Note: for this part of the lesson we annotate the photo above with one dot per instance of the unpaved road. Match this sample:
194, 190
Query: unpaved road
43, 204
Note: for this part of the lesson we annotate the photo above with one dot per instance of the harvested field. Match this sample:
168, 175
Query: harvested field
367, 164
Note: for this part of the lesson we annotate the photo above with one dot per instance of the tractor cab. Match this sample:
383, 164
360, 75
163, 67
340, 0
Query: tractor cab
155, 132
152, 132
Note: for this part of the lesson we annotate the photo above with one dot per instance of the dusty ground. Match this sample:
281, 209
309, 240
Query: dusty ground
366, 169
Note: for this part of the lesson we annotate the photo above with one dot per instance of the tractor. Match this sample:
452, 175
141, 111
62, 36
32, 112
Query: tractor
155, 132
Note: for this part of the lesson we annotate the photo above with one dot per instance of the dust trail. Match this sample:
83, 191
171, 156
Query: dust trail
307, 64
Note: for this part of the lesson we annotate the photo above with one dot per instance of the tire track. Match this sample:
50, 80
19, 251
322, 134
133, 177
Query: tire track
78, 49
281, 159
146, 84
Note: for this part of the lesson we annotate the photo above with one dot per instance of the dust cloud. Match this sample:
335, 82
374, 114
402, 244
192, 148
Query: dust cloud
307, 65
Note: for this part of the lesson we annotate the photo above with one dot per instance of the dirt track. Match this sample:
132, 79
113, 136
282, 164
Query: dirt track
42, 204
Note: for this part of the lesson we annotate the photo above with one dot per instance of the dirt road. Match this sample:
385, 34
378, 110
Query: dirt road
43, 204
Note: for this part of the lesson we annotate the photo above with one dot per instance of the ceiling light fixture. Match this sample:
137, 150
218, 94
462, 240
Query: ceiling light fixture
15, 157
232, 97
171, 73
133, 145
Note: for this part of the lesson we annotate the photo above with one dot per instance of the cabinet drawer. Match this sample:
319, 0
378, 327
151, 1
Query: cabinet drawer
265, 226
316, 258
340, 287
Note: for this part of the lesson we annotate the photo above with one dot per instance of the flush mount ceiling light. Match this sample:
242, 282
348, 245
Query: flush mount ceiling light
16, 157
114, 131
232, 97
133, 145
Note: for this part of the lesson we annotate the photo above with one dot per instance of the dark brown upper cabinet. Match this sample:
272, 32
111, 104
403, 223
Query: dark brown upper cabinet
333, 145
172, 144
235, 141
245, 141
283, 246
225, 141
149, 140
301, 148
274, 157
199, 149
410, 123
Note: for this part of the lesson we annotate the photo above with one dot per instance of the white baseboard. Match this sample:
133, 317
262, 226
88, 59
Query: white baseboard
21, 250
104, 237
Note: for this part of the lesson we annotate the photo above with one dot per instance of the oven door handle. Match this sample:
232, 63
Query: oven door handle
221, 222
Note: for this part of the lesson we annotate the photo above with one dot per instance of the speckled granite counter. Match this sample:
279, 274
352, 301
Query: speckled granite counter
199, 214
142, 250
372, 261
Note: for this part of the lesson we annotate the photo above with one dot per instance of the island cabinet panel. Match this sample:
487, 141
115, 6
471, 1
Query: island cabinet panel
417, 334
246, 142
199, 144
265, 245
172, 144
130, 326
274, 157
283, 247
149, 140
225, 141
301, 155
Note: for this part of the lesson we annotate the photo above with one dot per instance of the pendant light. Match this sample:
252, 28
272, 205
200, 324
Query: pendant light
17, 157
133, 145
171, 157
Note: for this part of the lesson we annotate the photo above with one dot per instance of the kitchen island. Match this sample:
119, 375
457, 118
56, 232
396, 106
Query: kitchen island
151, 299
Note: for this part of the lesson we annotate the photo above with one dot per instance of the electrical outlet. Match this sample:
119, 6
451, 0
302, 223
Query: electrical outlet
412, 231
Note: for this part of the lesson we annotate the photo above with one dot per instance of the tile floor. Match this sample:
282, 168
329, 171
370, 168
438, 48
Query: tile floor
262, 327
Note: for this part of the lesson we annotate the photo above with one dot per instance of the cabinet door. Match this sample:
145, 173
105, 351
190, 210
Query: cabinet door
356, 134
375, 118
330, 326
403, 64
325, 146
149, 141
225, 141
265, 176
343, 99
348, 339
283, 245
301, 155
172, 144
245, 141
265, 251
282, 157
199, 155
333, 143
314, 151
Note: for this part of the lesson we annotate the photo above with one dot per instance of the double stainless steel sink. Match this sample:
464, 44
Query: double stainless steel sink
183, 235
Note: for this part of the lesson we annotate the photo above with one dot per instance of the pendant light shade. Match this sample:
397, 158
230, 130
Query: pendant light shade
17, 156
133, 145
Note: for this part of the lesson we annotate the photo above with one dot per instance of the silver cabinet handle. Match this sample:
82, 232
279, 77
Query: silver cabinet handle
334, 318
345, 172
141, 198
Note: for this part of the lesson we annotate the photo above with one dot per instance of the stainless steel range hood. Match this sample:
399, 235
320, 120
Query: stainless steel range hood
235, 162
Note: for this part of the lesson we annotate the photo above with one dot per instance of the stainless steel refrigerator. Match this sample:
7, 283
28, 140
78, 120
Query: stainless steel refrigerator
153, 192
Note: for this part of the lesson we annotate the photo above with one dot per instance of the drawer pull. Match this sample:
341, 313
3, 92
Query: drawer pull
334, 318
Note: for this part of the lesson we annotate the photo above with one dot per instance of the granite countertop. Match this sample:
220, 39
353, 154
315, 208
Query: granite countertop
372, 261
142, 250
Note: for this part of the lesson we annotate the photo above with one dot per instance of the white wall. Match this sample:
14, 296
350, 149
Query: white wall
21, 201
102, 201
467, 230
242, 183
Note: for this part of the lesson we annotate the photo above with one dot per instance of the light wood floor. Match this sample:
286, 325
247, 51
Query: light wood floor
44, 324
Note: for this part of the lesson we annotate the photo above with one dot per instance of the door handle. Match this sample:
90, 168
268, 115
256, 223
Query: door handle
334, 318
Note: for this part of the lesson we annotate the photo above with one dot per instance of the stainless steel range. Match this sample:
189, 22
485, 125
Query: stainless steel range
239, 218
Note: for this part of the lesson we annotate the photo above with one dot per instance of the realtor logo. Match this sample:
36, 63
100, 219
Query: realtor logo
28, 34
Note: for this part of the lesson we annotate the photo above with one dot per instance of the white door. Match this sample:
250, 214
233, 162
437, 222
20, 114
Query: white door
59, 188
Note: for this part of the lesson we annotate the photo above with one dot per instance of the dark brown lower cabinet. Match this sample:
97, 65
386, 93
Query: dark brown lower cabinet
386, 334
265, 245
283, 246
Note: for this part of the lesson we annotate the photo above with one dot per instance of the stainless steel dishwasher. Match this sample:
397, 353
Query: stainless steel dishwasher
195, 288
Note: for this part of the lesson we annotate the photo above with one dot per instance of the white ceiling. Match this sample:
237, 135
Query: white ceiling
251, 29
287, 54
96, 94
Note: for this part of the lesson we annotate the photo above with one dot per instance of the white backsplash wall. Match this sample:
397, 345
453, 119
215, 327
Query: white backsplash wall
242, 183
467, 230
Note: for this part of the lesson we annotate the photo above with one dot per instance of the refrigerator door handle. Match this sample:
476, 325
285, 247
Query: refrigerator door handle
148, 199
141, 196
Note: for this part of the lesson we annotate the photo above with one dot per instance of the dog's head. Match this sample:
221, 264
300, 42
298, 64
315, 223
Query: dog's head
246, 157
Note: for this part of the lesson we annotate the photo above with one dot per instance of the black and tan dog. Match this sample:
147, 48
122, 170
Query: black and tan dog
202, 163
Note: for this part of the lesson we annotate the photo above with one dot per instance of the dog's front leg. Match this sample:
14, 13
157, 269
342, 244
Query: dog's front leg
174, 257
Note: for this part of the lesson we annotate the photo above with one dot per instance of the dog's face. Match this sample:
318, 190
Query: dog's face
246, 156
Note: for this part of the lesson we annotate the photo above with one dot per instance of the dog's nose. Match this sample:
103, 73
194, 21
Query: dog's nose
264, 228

---+---

**PROBLEM STATEMENT:** Please reproduce word for word the lines of the data from the line containing "the dog's front" through the end of the data, including both of those ends.

**WRITTEN ANSWER:**
Note: for this part of the lesson we annotate the photo above with one dot per instance of the dog's front leg. Match this sample:
14, 13
157, 269
342, 244
Query: dog's front leg
174, 257
Note: for this part of the lesson we annotate the photo above with one dot per instance of the dog's face. Match this sample:
318, 190
Query: dog's face
246, 156
Note: for this part of the lesson we annotate the photo above with one dot per instance of the dog's nose. Match this sample:
103, 73
194, 21
Query: dog's nose
264, 228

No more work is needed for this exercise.